» YOUR TASK
Go through the records and report each line in which the word "after" occurs.

Saved data entries

== == ==

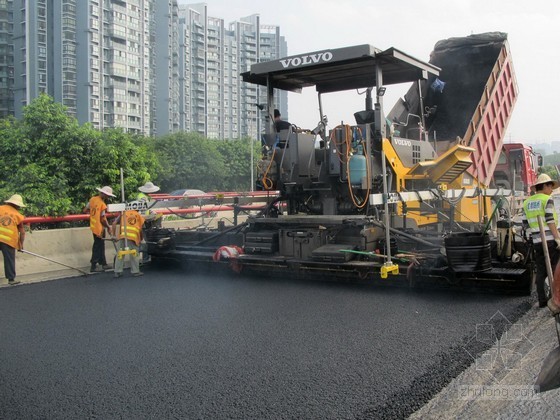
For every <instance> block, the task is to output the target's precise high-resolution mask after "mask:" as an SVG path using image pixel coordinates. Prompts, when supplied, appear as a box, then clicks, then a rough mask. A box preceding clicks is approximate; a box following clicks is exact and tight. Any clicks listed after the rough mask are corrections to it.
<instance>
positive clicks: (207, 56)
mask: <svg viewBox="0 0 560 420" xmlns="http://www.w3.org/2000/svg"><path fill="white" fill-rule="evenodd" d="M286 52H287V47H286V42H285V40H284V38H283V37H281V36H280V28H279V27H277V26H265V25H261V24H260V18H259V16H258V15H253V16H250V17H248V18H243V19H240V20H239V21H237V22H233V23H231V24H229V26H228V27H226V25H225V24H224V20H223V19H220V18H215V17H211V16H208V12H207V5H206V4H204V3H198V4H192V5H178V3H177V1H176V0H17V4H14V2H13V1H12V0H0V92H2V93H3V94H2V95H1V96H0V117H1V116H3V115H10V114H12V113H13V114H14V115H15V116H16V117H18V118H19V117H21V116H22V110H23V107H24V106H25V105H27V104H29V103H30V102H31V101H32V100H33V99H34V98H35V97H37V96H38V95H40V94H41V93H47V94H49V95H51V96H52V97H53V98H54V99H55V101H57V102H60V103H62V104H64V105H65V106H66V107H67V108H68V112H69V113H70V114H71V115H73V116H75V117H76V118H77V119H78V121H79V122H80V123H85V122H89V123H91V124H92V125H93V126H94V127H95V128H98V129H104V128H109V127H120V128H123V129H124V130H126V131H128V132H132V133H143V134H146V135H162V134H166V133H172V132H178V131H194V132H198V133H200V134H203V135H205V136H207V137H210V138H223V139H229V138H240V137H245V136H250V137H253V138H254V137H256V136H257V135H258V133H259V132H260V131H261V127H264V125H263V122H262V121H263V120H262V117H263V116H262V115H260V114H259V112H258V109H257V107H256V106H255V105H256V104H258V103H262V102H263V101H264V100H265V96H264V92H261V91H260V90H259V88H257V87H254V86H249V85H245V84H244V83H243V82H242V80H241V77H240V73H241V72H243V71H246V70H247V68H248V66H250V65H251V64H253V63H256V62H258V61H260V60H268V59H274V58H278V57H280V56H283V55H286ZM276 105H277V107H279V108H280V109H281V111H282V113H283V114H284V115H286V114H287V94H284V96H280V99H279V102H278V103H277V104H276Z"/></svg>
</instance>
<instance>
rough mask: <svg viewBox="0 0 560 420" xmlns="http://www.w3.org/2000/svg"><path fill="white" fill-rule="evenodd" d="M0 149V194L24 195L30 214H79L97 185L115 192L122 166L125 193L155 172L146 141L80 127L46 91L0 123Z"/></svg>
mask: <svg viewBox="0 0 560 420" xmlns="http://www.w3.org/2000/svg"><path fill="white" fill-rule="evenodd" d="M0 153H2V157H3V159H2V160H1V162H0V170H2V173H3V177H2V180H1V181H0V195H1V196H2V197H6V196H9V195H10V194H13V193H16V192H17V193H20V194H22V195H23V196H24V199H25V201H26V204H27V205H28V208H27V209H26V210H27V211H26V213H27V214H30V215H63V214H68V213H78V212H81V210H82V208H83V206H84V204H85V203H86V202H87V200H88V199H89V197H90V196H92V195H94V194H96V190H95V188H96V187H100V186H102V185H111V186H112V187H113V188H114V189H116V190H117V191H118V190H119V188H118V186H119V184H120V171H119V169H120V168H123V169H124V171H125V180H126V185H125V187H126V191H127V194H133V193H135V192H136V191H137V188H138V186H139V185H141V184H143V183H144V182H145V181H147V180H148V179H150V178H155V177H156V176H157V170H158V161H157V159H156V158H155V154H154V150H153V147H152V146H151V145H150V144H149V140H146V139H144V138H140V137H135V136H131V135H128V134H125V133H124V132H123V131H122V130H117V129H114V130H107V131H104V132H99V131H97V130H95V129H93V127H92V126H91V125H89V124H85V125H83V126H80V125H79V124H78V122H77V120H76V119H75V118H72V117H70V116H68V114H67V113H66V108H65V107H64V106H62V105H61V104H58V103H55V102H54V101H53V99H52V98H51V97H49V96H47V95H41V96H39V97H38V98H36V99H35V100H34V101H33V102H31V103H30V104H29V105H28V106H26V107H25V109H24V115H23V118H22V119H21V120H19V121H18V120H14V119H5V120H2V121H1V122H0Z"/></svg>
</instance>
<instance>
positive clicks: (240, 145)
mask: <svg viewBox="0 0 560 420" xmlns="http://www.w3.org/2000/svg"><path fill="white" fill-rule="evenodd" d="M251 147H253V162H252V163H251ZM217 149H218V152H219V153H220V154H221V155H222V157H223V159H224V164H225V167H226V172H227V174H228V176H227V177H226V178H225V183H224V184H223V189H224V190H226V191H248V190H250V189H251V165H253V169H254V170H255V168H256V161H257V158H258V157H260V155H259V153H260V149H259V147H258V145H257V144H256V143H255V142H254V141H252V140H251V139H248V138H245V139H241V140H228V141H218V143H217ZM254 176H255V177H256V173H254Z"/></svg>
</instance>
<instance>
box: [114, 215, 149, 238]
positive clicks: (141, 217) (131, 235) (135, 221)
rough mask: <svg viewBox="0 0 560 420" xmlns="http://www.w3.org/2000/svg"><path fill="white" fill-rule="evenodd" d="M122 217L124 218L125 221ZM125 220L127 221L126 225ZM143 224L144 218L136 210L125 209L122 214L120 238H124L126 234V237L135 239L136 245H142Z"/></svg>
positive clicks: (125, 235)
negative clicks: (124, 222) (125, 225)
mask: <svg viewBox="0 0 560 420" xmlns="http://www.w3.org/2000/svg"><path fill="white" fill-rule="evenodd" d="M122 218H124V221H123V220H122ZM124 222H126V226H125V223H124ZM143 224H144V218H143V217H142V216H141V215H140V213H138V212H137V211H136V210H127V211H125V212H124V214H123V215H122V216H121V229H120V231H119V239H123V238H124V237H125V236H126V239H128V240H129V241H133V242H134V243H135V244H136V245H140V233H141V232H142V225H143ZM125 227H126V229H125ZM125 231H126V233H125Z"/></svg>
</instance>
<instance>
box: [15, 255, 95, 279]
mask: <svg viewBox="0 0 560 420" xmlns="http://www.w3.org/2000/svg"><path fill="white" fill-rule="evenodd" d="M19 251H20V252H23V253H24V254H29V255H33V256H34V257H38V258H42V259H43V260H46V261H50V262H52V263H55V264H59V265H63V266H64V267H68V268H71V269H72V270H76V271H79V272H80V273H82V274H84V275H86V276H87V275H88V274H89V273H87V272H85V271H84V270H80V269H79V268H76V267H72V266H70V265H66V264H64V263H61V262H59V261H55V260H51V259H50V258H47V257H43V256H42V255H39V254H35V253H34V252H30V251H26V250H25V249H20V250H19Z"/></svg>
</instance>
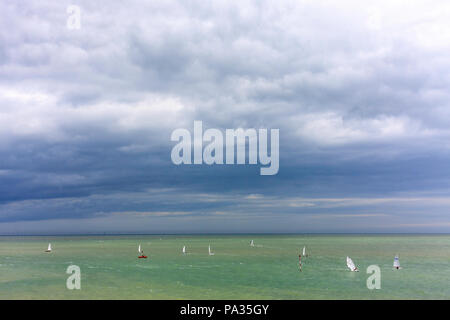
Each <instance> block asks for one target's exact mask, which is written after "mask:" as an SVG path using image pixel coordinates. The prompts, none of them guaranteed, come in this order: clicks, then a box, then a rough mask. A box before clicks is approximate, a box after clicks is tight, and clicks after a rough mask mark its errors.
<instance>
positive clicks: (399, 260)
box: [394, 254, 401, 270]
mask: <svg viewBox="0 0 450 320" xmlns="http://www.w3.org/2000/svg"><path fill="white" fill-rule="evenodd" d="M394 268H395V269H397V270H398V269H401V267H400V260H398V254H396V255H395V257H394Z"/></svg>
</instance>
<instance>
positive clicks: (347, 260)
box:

== == ==

» ANSWER BOX
For every <instance> block, the task is to output the target's precise high-resolution mask after "mask:" as an SVG path using image pixel coordinates. Prompts, when supplied, appear as a box, then clicks, then a rough mask. A box preceding clicks is approximate; a box following clicks is exact and tight. Any clicks listed after the rough mask are corrections to it.
Each <instance> block asks for one target's exact mask, which is written after "mask:" as an SVG path using image pixel coordinates. The prompts, none of them guaranteed, come in this order: clicks, then a box, then a rough mask. A box before clicks is approximate, a box after clicks is tight, and clicks after a rough mask mark its errors.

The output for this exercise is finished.